→ EXTRACTED TEXT
StableGLM: When Many Models Fit, Which Explanations Survive?

Most interpretability work treats the fitted model as given and asks what it has learned. The implicit assumption is that the model is, in some meaningful sense, the model, the one that best explains the data, and whose internal structure therefore reflects the data's structure. But for many practical problems, especially those involving correlated or noisy features, many parameter vectors achieve nearly the same loss. This is the Rashomon effect, named by Breiman (2001) after the Kurosawa film in which several witnesses give contradictory but internally consistent accounts of the same event.

The difficulty this creates for interpretability is straightforward: if a feature appears important under one near-optimal model but irrelevant under another, the importance ranking is an artifact of which particular optimum the solver happened to find. It is a property of the optimization trajectory, not of the data.

Why standard uncertainty quantification is not enough

The usual response to uncertainty about a fitted model is to compute bootstrap confidence intervals: resample the data, refit the model, and report the variability of the estimates. But bootstrap CIs address a specific question, namely how much the result depends on the particular sample of data that was collected. They assume that the model structure is correct and that only sampling noise matters. The Rashomon set addresses a different question: how much the result depends on which model was selected from the pool of near-optimal candidates. These are distinct sources of uncertainty, and the second can dominate even when the first is small.

→ SET PROBLEM 1
Format the records from the line holding "[pin] tarmac -- one per line" through the end of the records, inclusive, as a two-column CSV with the header text,answer and one row for each record. Put each record's text and its answer in a single quoted field, with line breaks replaced by spaces.
The StableGLM text and the records that come next have no connection to each other.

→ DATA EXTRACT

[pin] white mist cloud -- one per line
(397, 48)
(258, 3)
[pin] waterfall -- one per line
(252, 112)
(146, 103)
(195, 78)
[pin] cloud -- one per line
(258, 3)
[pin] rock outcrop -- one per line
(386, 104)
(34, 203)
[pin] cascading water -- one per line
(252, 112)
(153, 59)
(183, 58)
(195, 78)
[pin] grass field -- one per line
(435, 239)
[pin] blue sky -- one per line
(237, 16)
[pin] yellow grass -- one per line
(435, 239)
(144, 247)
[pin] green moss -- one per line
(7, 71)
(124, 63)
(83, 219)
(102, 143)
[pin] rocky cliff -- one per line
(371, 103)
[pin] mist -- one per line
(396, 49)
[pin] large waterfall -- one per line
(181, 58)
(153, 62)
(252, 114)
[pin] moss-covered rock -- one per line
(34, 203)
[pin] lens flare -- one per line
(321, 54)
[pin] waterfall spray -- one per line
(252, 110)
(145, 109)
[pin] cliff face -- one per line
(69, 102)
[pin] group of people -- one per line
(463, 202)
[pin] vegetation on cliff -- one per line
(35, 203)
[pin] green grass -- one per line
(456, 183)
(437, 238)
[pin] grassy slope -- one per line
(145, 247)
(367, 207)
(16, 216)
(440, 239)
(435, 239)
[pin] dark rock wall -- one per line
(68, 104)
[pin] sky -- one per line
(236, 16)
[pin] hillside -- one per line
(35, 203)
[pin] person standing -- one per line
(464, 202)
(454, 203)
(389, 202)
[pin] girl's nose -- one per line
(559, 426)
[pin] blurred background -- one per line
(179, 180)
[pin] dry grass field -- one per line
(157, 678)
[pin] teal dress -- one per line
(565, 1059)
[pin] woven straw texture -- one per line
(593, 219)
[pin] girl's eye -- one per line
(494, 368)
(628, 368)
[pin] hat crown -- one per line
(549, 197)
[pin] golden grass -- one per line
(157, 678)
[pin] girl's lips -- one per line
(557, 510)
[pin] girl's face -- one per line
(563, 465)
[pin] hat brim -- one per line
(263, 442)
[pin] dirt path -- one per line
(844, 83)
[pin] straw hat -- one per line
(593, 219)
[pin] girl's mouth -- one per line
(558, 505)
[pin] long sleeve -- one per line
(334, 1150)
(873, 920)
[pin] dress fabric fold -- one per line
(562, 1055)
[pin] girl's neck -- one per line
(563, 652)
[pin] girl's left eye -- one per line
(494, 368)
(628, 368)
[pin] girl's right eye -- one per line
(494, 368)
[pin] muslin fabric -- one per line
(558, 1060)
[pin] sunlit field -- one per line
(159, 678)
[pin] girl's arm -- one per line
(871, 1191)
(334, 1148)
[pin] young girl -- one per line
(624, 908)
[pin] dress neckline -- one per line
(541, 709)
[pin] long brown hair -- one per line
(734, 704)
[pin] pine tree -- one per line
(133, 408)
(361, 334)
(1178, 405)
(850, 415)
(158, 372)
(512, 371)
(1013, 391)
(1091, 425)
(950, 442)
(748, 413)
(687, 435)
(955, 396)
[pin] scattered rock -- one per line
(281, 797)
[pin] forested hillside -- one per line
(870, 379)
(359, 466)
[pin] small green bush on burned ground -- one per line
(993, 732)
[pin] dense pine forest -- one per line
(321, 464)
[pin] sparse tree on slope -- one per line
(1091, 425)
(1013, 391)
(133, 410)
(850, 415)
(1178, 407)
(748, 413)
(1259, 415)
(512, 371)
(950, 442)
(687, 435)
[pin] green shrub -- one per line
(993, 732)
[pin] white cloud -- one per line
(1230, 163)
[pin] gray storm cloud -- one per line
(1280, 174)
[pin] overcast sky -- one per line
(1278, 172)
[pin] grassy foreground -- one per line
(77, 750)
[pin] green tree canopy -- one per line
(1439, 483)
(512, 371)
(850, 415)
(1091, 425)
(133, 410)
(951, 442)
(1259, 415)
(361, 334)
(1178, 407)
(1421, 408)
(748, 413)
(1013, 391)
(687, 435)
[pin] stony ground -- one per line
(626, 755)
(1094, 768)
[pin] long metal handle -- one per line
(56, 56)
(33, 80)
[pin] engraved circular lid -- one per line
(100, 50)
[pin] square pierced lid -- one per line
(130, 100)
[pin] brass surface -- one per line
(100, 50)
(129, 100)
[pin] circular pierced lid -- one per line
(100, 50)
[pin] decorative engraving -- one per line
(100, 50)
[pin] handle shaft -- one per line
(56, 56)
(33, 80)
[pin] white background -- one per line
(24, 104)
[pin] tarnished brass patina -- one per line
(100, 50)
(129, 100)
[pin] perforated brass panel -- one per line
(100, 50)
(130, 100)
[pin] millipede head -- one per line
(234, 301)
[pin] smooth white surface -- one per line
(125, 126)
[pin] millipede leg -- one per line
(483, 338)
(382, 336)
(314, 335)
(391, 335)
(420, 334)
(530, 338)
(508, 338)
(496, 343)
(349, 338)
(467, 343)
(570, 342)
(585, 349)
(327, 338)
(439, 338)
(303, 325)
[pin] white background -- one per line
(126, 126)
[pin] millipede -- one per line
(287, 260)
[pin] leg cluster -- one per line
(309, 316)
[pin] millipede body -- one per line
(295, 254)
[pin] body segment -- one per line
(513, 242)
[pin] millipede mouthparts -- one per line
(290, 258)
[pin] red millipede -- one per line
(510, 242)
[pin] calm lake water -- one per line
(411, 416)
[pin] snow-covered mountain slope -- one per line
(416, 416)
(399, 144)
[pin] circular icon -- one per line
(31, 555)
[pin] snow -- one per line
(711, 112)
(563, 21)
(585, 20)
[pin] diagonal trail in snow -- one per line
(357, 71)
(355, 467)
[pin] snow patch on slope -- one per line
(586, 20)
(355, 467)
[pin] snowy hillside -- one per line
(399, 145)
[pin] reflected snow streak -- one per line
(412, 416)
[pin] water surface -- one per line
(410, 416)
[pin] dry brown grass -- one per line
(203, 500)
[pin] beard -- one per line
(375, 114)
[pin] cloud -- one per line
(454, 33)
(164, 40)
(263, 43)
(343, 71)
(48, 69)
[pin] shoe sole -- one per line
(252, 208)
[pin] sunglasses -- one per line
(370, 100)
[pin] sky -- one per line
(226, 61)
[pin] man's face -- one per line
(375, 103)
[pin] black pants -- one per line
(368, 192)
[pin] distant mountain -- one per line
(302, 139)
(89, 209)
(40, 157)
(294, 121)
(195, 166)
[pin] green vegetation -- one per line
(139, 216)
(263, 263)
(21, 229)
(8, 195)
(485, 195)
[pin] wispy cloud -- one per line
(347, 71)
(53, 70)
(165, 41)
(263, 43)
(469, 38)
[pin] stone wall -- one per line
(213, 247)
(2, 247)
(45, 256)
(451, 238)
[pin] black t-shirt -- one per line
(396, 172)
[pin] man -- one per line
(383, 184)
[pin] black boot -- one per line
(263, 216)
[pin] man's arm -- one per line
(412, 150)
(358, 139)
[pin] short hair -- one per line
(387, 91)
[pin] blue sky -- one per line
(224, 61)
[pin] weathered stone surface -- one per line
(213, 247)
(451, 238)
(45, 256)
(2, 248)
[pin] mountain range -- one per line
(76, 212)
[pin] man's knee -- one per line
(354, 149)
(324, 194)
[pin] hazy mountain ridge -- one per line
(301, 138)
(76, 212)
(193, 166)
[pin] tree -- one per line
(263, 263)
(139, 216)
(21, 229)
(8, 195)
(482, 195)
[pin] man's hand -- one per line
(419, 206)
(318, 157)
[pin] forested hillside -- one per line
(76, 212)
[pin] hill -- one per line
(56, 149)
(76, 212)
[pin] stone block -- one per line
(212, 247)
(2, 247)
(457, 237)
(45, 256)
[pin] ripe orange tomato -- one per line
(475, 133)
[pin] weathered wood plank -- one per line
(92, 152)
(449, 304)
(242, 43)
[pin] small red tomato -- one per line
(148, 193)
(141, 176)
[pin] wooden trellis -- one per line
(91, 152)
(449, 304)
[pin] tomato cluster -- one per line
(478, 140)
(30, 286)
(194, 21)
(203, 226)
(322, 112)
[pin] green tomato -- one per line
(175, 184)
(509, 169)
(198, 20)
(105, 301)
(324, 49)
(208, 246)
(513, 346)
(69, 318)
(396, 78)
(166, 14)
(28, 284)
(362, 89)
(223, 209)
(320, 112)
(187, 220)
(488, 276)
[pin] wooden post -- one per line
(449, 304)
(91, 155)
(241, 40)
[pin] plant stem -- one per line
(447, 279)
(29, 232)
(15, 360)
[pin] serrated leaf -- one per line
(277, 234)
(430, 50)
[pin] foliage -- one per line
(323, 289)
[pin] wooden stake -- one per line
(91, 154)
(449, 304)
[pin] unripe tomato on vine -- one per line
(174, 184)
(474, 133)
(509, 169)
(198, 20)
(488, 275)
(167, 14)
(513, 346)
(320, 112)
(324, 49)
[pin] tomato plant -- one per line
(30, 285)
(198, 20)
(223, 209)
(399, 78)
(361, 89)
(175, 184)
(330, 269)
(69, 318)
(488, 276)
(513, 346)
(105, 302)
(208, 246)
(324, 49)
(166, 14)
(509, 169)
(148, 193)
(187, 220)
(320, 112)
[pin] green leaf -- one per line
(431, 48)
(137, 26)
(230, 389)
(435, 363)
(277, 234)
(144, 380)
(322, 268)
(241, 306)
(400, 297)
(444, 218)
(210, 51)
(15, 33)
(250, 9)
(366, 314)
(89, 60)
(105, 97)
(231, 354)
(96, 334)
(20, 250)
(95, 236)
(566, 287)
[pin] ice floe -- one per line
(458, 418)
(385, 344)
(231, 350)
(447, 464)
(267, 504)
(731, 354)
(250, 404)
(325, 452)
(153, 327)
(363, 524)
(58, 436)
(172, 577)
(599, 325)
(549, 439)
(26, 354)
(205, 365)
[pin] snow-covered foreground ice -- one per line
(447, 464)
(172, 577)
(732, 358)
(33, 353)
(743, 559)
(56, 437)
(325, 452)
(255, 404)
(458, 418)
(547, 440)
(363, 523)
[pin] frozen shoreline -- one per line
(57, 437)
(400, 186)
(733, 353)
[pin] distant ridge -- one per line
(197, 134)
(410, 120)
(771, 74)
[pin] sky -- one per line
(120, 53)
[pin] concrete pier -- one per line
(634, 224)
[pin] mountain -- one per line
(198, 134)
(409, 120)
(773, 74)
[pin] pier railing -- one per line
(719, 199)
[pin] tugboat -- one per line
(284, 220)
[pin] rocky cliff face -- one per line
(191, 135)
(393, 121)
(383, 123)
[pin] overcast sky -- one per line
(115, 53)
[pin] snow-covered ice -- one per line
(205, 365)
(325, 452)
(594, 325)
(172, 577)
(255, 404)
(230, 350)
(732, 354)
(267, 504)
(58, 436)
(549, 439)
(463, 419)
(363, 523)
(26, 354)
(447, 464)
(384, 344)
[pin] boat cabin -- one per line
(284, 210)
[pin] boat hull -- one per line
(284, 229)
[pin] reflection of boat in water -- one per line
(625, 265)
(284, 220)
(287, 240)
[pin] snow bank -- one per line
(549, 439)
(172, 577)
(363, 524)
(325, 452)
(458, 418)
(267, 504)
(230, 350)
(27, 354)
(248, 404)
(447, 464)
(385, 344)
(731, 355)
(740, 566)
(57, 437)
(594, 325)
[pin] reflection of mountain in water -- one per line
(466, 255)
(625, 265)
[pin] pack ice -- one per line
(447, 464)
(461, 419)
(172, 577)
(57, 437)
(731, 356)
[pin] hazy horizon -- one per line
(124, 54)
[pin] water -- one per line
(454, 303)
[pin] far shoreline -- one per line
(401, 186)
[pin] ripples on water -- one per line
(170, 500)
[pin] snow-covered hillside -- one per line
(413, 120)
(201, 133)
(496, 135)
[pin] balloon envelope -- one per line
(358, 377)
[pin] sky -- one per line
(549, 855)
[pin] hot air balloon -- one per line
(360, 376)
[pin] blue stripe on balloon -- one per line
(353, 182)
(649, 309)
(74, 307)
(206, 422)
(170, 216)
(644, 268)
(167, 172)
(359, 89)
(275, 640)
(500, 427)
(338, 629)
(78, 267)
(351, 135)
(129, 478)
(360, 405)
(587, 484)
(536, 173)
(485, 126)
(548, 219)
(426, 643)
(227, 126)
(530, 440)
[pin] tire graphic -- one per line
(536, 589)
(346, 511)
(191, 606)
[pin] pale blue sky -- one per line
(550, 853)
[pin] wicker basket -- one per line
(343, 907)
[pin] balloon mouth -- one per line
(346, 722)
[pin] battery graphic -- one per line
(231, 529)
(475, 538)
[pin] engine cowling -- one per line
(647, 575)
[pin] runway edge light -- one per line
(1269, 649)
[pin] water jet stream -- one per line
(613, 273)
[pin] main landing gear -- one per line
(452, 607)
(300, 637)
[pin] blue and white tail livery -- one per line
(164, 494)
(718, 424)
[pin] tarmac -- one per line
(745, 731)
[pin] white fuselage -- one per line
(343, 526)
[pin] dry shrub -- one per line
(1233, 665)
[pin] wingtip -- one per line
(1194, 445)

→ SET PROBLEM 2
Extract the passage of the StableGLM text between "StableGLM: When Many" and "the same event.", inclusive.

→ TASK RESPONSE 1
text,answer
"[pin] tarmac -- one per line","(745, 731)"
"[pin] white fuselage -- one per line","(343, 526)"
"[pin] dry shrub -- one per line","(1233, 665)"
"[pin] wingtip -- one per line","(1194, 445)"

→ TASK RESPONSE 2
StableGLM: When Many Models Fit, Which Explanations Survive?

Most interpretability work treats the fitted model as given and asks what it has learned. The implicit assumption is that the model is, in some meaningful sense, the model, the one that best explains the data, and whose internal structure therefore reflects the data's structure. But for many practical problems, especially those involving correlated or noisy features, many parameter vectors achieve nearly the same loss. This is the Rashomon effect, named by Breiman (2001) after the Kurosawa film in which several witnesses give contradictory but internally consistent accounts of the same event.